┌─ Data to process
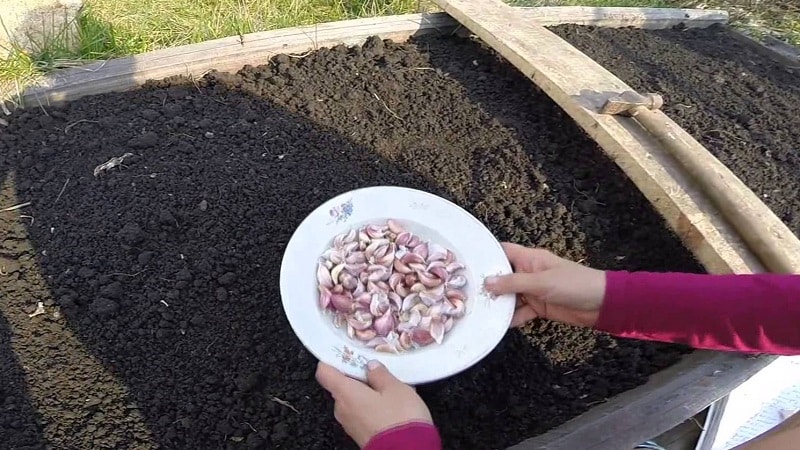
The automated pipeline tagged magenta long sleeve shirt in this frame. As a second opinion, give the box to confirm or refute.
[364,271,800,450]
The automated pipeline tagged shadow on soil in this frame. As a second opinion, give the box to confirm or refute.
[0,29,696,449]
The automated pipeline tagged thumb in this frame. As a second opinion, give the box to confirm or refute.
[367,359,400,392]
[485,272,547,296]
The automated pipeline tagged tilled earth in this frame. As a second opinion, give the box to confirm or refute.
[0,29,760,449]
[551,25,800,234]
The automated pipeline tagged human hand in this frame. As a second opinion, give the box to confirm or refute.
[316,361,433,448]
[485,242,606,327]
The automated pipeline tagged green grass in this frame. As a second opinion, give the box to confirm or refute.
[0,0,800,104]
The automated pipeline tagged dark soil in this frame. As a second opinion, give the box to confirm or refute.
[0,31,701,449]
[551,25,800,234]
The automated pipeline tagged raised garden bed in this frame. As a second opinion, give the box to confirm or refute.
[0,8,792,449]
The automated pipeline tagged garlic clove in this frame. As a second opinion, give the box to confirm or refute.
[317,263,333,288]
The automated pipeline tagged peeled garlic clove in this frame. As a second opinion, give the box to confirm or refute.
└─
▶ **What you need to do**:
Copy out the items word for word, starting at the line that contains "The automated pipeline tagged tilled" and ending at the last line of the items.

▶ **The result**:
The automated pipeline tagged tilled earth in this frame. As a second opinion, give the box to confirm or refute.
[0,29,760,449]
[551,25,800,234]
The automated pipeline tagged human hand in this frame. As a second opinion, give the box to confirm or refute.
[316,361,433,448]
[485,242,606,327]
The automated pipeline tagged green grass in this frame. As a second opinion, give the box to confirm or refute.
[0,0,800,104]
The automated pipeline tagged dark soil in this frame. As a second opinion, give the box to confirm or refute.
[0,31,701,449]
[551,25,800,234]
The automated pipeline tagged raised garden bed in this frame. As a second opinion, give the box to confirm or refute.
[0,8,792,449]
The automated pipeline tagged garlic clove in this frame. As a second opinion, give the box to confirm or refute.
[317,263,333,288]
The automated pipeline tagged peeled garlic clove in this frame. As a second opinion, give the box to confirm or refute.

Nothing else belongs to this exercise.